Write down every entry below once more, exactly.

Coordinate labeling data
>>
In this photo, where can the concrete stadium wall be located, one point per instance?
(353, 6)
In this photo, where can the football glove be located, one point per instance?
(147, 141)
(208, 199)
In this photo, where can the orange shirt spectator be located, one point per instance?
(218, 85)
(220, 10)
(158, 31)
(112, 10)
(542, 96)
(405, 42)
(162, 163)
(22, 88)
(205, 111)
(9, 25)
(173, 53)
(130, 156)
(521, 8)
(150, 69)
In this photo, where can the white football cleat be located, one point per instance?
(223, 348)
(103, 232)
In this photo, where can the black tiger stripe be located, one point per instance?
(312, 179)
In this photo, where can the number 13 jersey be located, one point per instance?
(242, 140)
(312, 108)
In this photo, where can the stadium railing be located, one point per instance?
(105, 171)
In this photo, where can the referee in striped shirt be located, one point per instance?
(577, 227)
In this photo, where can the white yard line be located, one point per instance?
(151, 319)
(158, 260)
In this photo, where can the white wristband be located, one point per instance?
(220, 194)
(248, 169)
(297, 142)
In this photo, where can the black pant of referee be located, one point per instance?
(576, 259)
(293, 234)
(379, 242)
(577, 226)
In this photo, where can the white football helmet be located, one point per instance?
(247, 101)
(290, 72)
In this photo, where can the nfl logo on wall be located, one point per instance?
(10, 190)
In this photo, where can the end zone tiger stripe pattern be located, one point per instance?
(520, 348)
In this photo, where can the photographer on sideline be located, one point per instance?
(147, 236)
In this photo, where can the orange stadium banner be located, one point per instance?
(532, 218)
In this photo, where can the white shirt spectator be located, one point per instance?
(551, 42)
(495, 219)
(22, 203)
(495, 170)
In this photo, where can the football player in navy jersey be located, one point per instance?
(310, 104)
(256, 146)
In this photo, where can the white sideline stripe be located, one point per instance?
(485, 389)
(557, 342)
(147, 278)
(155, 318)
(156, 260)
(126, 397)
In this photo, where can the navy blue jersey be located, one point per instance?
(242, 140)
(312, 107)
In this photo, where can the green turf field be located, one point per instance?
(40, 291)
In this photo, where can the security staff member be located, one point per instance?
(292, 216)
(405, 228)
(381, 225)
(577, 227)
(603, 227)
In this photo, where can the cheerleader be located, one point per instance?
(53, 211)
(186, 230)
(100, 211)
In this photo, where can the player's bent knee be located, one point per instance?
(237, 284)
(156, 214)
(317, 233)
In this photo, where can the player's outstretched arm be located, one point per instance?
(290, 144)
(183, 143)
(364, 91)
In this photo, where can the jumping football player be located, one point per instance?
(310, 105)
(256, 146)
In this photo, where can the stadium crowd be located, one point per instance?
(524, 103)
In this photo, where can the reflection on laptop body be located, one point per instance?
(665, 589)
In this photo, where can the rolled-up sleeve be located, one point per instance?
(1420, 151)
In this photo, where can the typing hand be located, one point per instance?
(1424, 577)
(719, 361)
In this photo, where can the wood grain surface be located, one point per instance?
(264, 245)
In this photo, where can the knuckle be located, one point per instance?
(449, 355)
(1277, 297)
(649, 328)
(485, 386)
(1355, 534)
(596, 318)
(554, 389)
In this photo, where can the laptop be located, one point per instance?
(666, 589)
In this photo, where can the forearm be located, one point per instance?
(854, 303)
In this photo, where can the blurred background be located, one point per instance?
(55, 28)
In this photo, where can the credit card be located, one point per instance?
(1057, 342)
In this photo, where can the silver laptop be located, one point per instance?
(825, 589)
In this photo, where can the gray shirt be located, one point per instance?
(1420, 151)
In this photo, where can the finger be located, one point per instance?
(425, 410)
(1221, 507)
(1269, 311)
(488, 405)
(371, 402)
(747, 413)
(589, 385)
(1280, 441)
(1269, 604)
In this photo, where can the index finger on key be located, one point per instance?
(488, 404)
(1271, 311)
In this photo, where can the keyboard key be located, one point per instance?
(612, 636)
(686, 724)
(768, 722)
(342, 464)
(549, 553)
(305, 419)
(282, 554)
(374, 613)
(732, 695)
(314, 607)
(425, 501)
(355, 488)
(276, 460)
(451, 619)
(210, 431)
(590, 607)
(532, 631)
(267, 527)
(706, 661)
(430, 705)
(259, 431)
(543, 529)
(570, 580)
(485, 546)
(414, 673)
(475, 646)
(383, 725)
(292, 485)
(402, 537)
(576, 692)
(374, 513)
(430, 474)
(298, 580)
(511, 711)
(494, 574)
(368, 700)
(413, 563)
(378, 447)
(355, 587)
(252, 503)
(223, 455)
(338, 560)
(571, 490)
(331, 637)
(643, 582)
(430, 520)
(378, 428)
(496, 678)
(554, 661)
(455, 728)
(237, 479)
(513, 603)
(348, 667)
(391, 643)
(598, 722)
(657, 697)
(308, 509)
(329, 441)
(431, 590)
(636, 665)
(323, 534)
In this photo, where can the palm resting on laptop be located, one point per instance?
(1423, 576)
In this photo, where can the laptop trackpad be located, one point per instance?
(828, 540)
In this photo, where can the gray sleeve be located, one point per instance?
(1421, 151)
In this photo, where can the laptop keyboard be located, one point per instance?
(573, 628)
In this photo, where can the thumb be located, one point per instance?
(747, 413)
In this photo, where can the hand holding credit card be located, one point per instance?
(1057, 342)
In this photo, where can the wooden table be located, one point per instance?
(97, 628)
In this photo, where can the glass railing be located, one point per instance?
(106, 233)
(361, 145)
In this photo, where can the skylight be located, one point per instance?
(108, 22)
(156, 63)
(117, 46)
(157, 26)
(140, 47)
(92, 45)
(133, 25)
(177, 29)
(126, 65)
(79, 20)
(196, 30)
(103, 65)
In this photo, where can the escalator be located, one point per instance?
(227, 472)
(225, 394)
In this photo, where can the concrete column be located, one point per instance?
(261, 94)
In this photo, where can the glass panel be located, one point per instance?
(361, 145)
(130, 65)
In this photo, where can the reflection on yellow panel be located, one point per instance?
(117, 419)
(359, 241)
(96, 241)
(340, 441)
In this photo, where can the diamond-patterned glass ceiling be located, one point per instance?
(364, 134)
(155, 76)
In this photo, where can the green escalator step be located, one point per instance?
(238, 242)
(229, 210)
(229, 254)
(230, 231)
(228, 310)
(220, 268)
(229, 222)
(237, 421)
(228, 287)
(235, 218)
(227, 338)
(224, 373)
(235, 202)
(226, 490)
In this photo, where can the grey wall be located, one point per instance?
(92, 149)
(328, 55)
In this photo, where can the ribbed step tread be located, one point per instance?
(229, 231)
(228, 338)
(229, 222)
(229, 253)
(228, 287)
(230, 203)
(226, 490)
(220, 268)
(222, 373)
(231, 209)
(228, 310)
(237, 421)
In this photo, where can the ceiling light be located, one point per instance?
<<
### Reply
In this photo, where can the concrete stadium wall be located, one point per instance?
(353, 6)
In this photo, where can the football glove be located, one point per instance?
(147, 141)
(208, 199)
In this photo, where can the orange shirt spectator be located, one point per instance?
(218, 85)
(220, 10)
(158, 31)
(112, 10)
(542, 96)
(405, 42)
(162, 163)
(22, 88)
(205, 111)
(9, 25)
(173, 53)
(130, 156)
(521, 8)
(150, 69)
In this photo, where can the white football cleat be located, one point per instance?
(223, 348)
(103, 232)
In this photo, where can the black tiger stripe be located, one point per instance?
(312, 179)
In this photo, where can the number 13 jersey be located, one point per instance?
(242, 140)
(312, 108)
In this photo, where can the stadium railing be located, one point per instance?
(105, 171)
In this photo, where can the referee in striped shirt be located, one point per instance?
(577, 227)
In this photo, where can the white yard line be located, one point per instance?
(151, 319)
(158, 260)
In this photo, where can the white wristband be located, one point per instance?
(220, 194)
(248, 169)
(297, 142)
In this photo, where can the black pant of referee be located, one point per instance?
(576, 259)
(293, 234)
(379, 242)
(577, 226)
In this photo, where can the white football helmet be located, one point per instance?
(247, 101)
(290, 72)
In this photo, where can the nfl logo on wall be located, one point per instance?
(10, 190)
In this photo, where can the end zone tiger stripe pattern be located, one point per instance?
(520, 348)
In this photo, where can the photographer on sideline be located, one point per instance?
(147, 236)
In this photo, where can the orange stadium banner be located, one point per instance?
(532, 218)
In this photo, where can the white shirt spectator be located, one point per instance?
(551, 42)
(495, 219)
(22, 203)
(495, 170)
In this photo, where can the football player in navy jersey be located, one point per instance?
(310, 104)
(256, 146)
In this photo, where can the white sideline stripe be located, one point per instance?
(485, 389)
(557, 342)
(147, 278)
(155, 318)
(156, 260)
(126, 397)
In this photo, where can the navy blue jersey be located, one point per instance?
(242, 140)
(312, 107)
In this photo, where can the green turf field be located, one point per instance?
(40, 291)
In this photo, where can the security staff member be located, one point per instance?
(292, 216)
(405, 228)
(381, 225)
(577, 227)
(603, 227)
In this photo, where can the cheerleader be located, one point per instance?
(53, 211)
(186, 230)
(100, 211)
In this photo, where can the player's bent knee be located, one point per instance?
(237, 284)
(156, 214)
(317, 233)
In this photo, where can the player's outstretched arm be located, one point per instance?
(290, 144)
(183, 143)
(364, 91)
In this photo, where can the jumping football player be located, one point per instance?
(310, 105)
(256, 146)
In this photo, where can the stadium crowd be located, one point per instance?
(524, 103)
In this photo, where can the reflection on laptop body be located, one point per instance?
(665, 589)
In this photo, where can the rolled-up sleeve be located, one point per instance?
(1420, 151)
In this photo, where can the typing hand be located, one point per instance?
(1424, 577)
(719, 361)
In this photo, where can the wood grain surface be located, one point per instance?
(264, 245)
In this photo, where can the knuckle be located, one point per instance?
(449, 355)
(1277, 297)
(649, 328)
(485, 386)
(1355, 534)
(596, 318)
(554, 389)
In this photo, where can the laptop be located, one point per instance?
(666, 589)
In this photo, where can the forearm be located, one point per instance?
(854, 303)
In this photo, where can the blurred background be located, one point per instance?
(55, 28)
In this photo, where can the credit card be located, one point per instance?
(1057, 342)
In this photo, where can the silver laptop be located, one point per instance?
(825, 589)
In this photo, where can the gray shirt be located, one point per instance?
(1420, 151)
In this photo, where can the finger be located, one point per instance?
(425, 410)
(1221, 507)
(1269, 311)
(488, 405)
(371, 402)
(747, 413)
(589, 385)
(1280, 441)
(1269, 604)
In this photo, where can the index finger on key be located, one point per instance?
(488, 404)
(1271, 311)
In this photo, where can the keyboard key be located, one point per instance?
(612, 636)
(686, 724)
(768, 722)
(342, 464)
(549, 553)
(305, 419)
(282, 554)
(374, 613)
(732, 695)
(314, 607)
(425, 501)
(355, 488)
(276, 460)
(451, 619)
(210, 431)
(590, 607)
(532, 631)
(267, 527)
(706, 661)
(430, 705)
(259, 431)
(543, 529)
(570, 580)
(485, 546)
(414, 673)
(475, 646)
(383, 725)
(292, 485)
(402, 537)
(576, 692)
(374, 513)
(430, 474)
(298, 580)
(511, 711)
(494, 574)
(368, 700)
(413, 563)
(378, 447)
(355, 587)
(252, 503)
(223, 455)
(338, 560)
(571, 490)
(331, 637)
(643, 582)
(430, 520)
(378, 428)
(496, 678)
(554, 661)
(455, 728)
(237, 479)
(513, 603)
(348, 667)
(391, 643)
(598, 722)
(657, 697)
(308, 509)
(329, 441)
(431, 590)
(636, 665)
(323, 534)
In this photo, where can the palm resting on laptop be located, one point per instance?
(1423, 576)
In this photo, where can the laptop trackpad be located, one point per instance?
(828, 540)
In this photo, where can the gray sleeve be located, one point per instance?
(1421, 151)
In this photo, where can the laptop keyboard be located, one point per instance?
(573, 628)
In this photo, where can the thumb be located, one point per instance?
(747, 413)
In this photo, where can the hand holding credit card be located, one point per instance?
(1057, 342)
In this photo, where can the wooden table be located, one point per instance?
(97, 628)
In this photo, where can the glass railing be located, one point per instance?
(106, 233)
(361, 145)
In this photo, where can the skylight be located, one point per instance?
(108, 22)
(156, 63)
(117, 46)
(157, 26)
(140, 47)
(92, 45)
(133, 25)
(177, 29)
(126, 65)
(79, 20)
(196, 30)
(103, 65)
In this photo, where can the escalator be located, one point per instance?
(227, 472)
(225, 394)
In this photo, where can the concrete column be located, one point per instance?
(261, 94)
In this photo, where can the glass panel be located, one point per instance?
(361, 145)
(130, 65)
In this photo, where can the reflection on yellow panel be located, one point per instance?
(117, 419)
(359, 241)
(96, 241)
(340, 441)
In this photo, where can the diamond-patterned glass ceiling be located, one point per instance?
(364, 134)
(155, 76)
In this photo, where can the green escalator step be located, one point per instance?
(238, 242)
(229, 210)
(229, 254)
(230, 231)
(228, 310)
(220, 268)
(229, 222)
(237, 421)
(228, 287)
(235, 218)
(227, 338)
(224, 373)
(235, 202)
(226, 490)
In this photo, where can the grey wall be located, one point per instance?
(92, 149)
(328, 55)
In this photo, where can the ribbed step tread be located, one point per instance?
(229, 231)
(228, 338)
(229, 222)
(229, 253)
(228, 287)
(230, 203)
(226, 490)
(220, 268)
(222, 373)
(231, 209)
(228, 310)
(237, 421)
In this photo, where can the ceiling light be located, one point per instance?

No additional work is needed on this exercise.